**文档正文**
——————
Lucene初试——关于大文本建立索引和中文乱码以及QueryParser检索的一些体会

时间：2014-09-12 12:02:13 阅读：270 评论：0 收藏：0 [点我收藏+]

标签：analyzer lucene全文检索 lucene中文乱码 lucene大文本 lucene大文本建索引

这几天因为一个小项目用到Lucene，于是去学习了一下，现在还有很多地方没有了解，先就我遇到的问题做下总结。

一、大文本建索引问题

我这里说的大文本，实际上也就200M左右的txt，或许不应该成为大文本，但是我在建索引时遇到200M左右的的确导致了内存溢出，报错误java.lang.OutOfMemoryError: Java heap space ，到网上查了很久，试了一些方法，比如修改JVM的运行参数等，都不行。我测试的机器为i5四核，4G内存，实测时可用内存1G多，按说对于200M的文本不应该可以接受吗？但是就是出现了内存溢出的情况。在对Lucene的机制还不了解的情况下，我想到了以下几种解决方案，一个是切割文本，将大文本首先预处理以下，分成小的文本，二是在建立索引时，对于大文本分段建立，比如读到50M往磁盘写一次，三是按行建立索引，比如一次读1w行。其实我觉得这些内在都是一个道理，就是一点点切分文本，只是实现方式稍有区别。
——————
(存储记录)
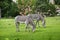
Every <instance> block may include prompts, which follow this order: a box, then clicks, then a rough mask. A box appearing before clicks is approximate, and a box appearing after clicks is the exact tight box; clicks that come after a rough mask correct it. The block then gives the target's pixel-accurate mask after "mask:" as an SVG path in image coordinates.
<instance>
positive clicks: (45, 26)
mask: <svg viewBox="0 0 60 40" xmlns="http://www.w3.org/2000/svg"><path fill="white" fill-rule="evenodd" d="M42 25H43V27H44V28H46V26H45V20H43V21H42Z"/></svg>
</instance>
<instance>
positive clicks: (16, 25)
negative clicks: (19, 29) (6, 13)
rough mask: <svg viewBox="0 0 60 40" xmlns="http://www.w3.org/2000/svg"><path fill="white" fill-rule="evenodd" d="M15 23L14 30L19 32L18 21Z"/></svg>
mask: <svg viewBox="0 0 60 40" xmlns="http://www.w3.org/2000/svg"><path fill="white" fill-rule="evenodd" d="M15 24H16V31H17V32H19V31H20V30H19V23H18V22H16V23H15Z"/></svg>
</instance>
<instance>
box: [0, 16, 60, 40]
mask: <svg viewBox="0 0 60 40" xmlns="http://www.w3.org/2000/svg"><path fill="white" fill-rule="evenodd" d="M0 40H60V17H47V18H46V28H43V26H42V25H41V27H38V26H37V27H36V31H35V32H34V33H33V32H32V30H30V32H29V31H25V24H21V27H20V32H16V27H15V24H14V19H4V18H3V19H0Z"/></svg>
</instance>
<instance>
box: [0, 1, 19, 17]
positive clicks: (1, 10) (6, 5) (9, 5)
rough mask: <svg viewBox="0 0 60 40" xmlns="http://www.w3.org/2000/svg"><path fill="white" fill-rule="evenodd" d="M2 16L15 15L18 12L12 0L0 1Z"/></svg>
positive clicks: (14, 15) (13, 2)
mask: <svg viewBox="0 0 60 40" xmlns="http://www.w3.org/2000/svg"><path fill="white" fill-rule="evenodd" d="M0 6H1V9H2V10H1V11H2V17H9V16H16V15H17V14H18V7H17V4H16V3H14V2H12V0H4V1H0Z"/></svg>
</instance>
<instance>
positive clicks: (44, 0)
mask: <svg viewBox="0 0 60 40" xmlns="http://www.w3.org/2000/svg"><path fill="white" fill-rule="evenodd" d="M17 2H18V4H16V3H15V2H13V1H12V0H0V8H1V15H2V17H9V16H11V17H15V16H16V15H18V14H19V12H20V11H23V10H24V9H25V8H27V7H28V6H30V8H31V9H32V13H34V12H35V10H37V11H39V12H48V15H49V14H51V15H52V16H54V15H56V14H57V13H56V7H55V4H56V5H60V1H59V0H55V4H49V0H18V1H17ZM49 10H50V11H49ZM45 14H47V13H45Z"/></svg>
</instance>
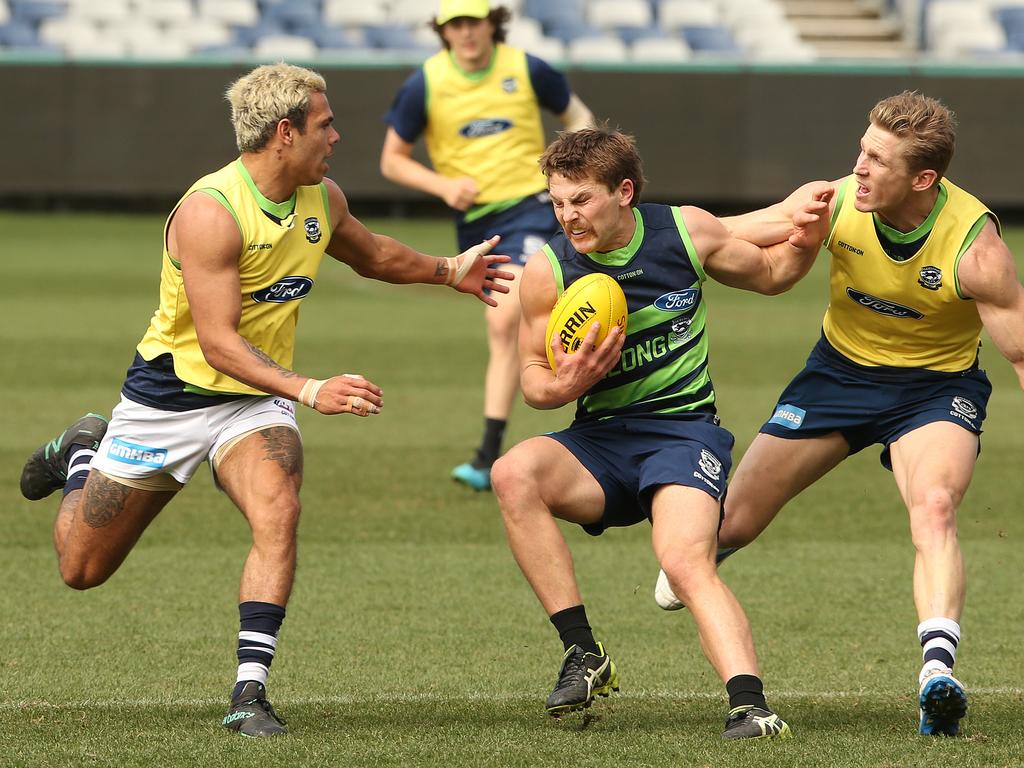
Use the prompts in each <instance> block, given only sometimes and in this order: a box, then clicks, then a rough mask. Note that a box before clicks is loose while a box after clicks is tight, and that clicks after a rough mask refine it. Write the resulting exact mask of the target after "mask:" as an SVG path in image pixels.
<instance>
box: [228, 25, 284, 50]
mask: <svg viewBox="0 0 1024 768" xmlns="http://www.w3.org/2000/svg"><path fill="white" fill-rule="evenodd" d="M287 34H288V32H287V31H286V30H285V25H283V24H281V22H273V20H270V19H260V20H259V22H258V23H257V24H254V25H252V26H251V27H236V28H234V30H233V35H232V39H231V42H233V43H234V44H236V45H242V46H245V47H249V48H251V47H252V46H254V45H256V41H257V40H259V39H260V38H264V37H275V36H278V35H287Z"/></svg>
——————
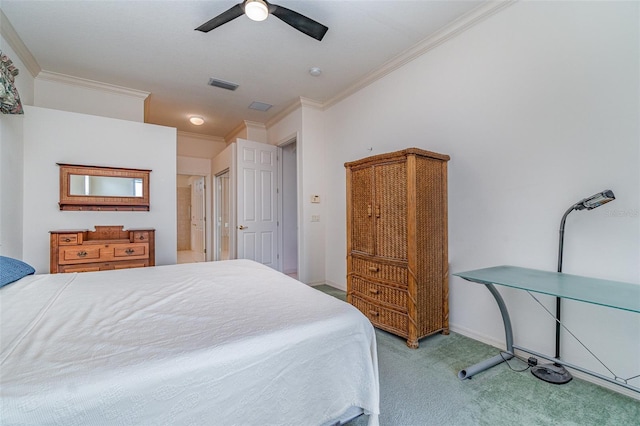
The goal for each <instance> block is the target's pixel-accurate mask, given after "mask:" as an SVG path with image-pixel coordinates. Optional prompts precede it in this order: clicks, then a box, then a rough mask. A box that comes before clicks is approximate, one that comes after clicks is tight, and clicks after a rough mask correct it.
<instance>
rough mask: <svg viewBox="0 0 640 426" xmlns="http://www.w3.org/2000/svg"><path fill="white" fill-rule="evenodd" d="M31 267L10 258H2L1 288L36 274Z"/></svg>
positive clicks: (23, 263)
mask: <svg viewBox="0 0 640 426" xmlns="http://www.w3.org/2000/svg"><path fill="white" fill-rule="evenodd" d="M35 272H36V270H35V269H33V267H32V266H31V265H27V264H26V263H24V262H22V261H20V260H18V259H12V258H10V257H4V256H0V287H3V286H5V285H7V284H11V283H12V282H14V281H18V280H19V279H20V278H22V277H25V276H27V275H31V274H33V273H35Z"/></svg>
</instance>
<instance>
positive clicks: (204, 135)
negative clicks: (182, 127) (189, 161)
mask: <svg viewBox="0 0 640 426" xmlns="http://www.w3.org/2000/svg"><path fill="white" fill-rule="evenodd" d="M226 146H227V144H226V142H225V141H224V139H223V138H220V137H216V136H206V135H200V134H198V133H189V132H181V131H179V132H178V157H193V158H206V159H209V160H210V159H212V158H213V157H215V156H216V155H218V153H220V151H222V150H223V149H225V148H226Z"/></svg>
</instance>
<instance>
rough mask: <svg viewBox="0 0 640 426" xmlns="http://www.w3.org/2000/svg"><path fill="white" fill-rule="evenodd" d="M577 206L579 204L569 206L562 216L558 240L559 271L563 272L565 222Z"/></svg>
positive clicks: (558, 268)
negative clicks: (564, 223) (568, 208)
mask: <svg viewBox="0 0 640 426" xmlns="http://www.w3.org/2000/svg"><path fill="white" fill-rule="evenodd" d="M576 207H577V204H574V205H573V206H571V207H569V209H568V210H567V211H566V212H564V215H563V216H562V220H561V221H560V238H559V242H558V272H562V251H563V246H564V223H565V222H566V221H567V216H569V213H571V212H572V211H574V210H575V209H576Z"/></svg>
——————
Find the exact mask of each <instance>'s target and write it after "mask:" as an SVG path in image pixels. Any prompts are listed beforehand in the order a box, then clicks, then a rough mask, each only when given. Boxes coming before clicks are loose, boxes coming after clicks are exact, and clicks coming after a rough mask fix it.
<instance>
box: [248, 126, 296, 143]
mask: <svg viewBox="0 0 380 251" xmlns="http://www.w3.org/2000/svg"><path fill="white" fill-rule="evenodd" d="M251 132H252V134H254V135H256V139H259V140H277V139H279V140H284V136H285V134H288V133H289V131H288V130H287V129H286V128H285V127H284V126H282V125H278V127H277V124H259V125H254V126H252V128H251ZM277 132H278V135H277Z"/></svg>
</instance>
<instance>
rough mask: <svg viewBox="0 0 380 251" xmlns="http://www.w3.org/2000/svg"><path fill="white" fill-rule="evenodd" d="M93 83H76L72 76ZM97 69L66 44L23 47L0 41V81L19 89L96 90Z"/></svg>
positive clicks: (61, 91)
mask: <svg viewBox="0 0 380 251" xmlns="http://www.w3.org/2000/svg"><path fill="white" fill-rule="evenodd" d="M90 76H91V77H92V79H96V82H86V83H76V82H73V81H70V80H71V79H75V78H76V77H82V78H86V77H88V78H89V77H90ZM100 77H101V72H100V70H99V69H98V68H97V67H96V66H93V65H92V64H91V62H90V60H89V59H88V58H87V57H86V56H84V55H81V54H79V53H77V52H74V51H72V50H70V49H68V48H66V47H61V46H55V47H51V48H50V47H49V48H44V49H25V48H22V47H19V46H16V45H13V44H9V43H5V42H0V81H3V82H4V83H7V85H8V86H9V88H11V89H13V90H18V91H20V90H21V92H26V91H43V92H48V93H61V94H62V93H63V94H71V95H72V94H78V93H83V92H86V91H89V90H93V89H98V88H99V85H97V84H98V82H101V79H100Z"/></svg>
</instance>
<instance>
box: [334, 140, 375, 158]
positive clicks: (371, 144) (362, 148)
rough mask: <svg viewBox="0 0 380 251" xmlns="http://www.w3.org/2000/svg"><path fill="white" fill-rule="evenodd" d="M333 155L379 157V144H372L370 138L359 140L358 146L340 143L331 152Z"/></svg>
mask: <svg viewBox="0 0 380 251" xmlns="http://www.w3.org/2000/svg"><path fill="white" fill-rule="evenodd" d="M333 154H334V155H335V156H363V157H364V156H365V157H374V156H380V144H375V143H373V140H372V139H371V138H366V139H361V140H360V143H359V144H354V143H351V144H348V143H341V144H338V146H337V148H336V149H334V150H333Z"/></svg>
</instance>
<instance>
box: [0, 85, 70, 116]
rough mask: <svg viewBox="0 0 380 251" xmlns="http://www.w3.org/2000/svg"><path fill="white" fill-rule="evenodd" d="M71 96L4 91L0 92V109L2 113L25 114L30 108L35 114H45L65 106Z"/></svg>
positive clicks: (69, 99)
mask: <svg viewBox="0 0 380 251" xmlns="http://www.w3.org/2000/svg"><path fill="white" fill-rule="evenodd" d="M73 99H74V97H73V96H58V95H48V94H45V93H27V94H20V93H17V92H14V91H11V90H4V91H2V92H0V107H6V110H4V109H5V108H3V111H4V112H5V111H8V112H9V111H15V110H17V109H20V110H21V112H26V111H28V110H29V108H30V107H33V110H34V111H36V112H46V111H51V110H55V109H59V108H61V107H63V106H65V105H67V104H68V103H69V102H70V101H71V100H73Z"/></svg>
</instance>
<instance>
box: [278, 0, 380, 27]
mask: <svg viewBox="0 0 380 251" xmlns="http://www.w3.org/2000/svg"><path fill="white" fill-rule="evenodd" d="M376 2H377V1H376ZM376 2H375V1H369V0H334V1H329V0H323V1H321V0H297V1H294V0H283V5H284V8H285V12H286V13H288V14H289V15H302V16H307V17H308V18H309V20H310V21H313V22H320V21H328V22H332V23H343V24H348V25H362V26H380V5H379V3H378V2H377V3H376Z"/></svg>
——————
**练习任务**
a) 在Lucene学习总结一文中，作者为约200M的txt建索引时遇到了什么报错？
b) 根据Lucene学习总结一文，说明作者为什么认为自己想到的三种解决方案内在是同一个道理。
c) 请从Lucene学习总结一文最后一句之后接着往下写。

**各题答案**
a) java.lang.OutOfMemoryError: Java heap space

b) 三种方案的本质都是把大文本一点点切分后再处理，差别只在实现方式上。第一种是先把大文本预处理成小文本，第二种是读到50M就往磁盘写一次、分段建索引，第三种是每次读1w行、按行建索引。

c)
第一种情况我没有测试，觉得太麻烦，还要写个独立程序切割文本。第二种方式，我的代码逻辑是，读到一定大小的数据之后，就建立一个Document对象，然后设置setMaxBufferedDocs（n），我实测是10M的时候存一个Document，然后setMaxBufferedDocs（5），根据Lucene的官方文档，当内存中的缓存到达指定大小（我设置的200M）或者doc数目达到指定大小（也就是这里设置的5）时，就会触发一次往磁盘里写数据的操作。我觉的这样的话，内存里顶多只会有5*10=50M，大不了IO太频繁降低速度而已，至少得能跑。但实际测试过程中，发现跑了很久很久都没有把一个文本（170M）索引建好，按照我的理解，170M也就3、4次写操作不就可以了，但事实是很久没出现结果。于是我放弃了这种想法，没再去细究。

后来我用第三种方式测试了下，可行，而且效率还可以。思路是，每读1W行建立一个doc，我的这个文本比较特殊，2W行大概也就1m，然后设置setMaxBufferedDocs（100），这样反而可以。具体的数值设置可以根据自己环境来看，代码我也就不贴了，就是循环按行读取文本，1w次之后建立一个Document对象。

后来因为业务的需求，我又改成了1行建一个Document，然后setMaxBufferedDocs（2W），实测效率也可以。因为我检索时需要每一行的信息，所以只能按行读取。比如我的一行数据为“1052307934----huajun7089059----73.63.134.205----安徽省滁州市电信ADSL----2011年7月10日----14:28:24”，我搜索“安徽省滁州市”如果搜到了这条记录，那么我需要这一行的所有信息，如果不按每一行一个Document的话，比如我现在10行一个Document，那么噪音数据太多了。不知道Lucene有没有提供只提取我需要的信息的功能？要不然我就得自己写，从10行中找到我要的，那样也没有多大意义。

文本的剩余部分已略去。